Content starts

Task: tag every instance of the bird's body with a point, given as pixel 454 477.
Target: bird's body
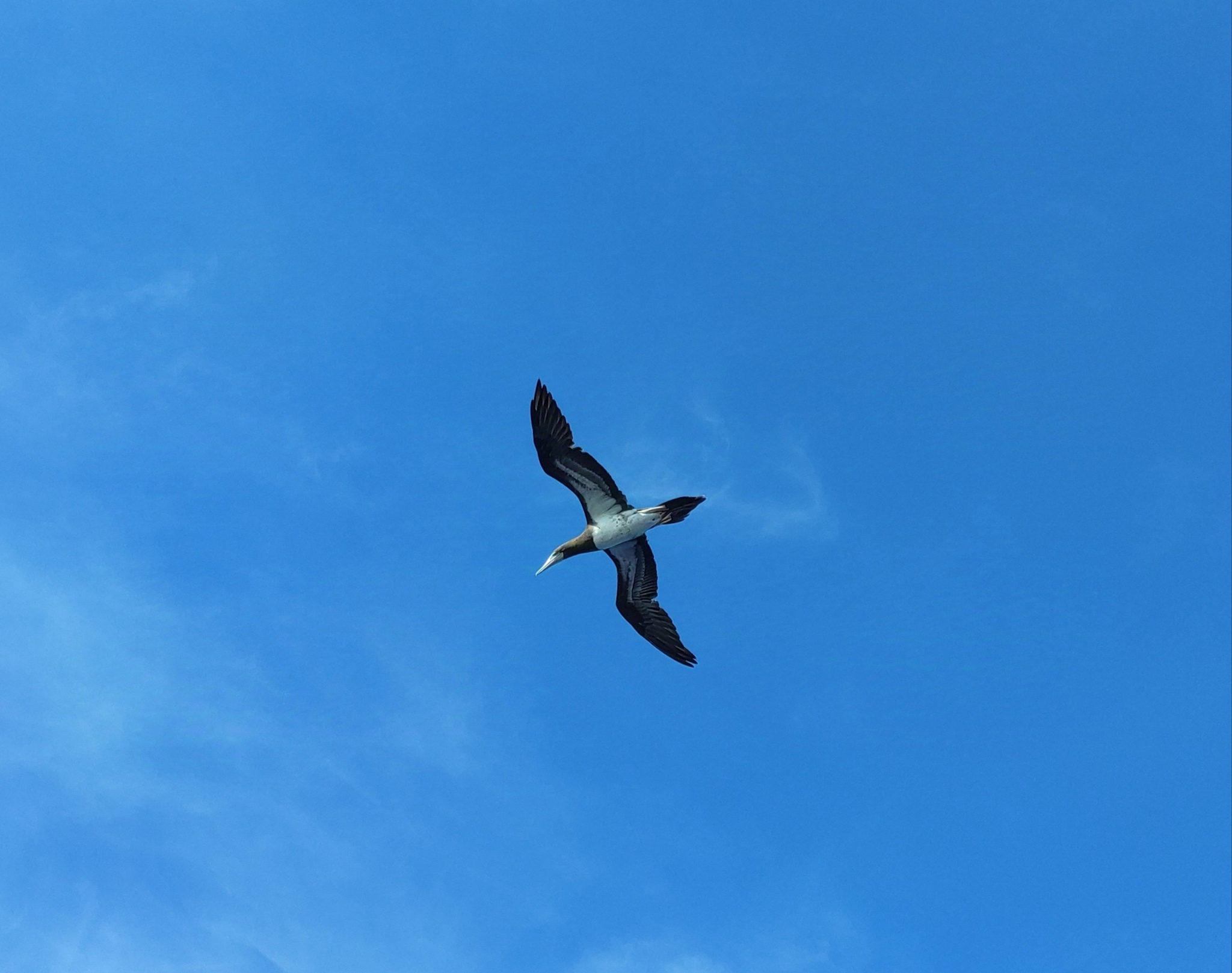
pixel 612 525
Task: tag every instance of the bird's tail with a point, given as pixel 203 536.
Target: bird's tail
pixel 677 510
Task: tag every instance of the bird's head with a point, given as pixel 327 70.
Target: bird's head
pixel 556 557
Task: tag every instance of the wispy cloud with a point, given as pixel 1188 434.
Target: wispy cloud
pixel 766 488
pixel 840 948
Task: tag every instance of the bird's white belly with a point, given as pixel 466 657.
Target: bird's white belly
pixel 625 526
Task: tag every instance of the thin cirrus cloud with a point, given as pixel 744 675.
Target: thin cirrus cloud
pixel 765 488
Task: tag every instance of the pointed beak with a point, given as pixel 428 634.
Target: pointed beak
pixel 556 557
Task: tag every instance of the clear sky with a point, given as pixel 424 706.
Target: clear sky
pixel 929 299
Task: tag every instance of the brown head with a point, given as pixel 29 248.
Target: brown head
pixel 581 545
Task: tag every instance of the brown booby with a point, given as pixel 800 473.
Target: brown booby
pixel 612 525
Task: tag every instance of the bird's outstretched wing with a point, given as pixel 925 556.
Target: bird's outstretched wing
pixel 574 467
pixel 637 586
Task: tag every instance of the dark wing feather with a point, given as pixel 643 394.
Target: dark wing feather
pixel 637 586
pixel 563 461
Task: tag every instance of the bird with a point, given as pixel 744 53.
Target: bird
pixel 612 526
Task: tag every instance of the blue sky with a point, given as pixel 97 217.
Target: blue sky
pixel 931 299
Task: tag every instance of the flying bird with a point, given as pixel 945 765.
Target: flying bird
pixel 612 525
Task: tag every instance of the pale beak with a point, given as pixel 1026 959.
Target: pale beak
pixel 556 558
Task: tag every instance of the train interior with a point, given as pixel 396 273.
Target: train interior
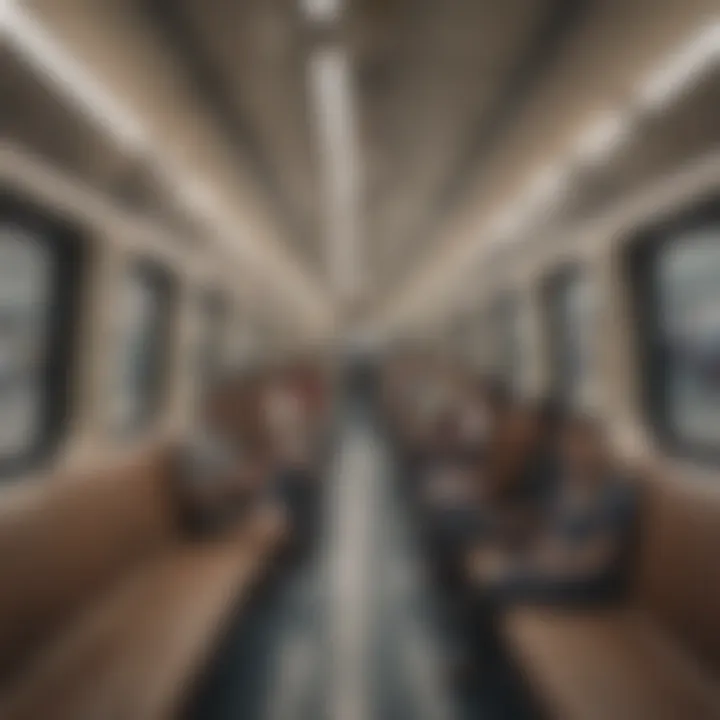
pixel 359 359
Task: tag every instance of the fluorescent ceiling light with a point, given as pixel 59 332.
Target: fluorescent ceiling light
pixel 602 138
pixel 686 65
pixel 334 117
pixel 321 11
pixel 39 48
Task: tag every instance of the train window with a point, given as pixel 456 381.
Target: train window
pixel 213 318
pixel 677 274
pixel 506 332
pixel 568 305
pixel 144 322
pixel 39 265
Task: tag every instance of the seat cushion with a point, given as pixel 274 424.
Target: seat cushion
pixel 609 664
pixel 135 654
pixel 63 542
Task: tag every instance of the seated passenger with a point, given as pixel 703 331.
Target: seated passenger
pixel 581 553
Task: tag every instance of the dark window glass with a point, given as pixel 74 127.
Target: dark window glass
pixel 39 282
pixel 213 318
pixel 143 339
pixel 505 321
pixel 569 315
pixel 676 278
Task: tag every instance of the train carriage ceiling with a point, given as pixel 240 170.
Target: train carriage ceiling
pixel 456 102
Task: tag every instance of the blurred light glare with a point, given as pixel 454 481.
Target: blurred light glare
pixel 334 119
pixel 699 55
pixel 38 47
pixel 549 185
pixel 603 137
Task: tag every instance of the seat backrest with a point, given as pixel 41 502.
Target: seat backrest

Content ends

== PROBLEM REQUIREMENTS ==
What lines of the listing contain the word "backrest"? Copy them all.

== THE COMPLETED TASK ==
Task: tag every instance of the seat backrest with a point, given as pixel 41 502.
Target: seat backrest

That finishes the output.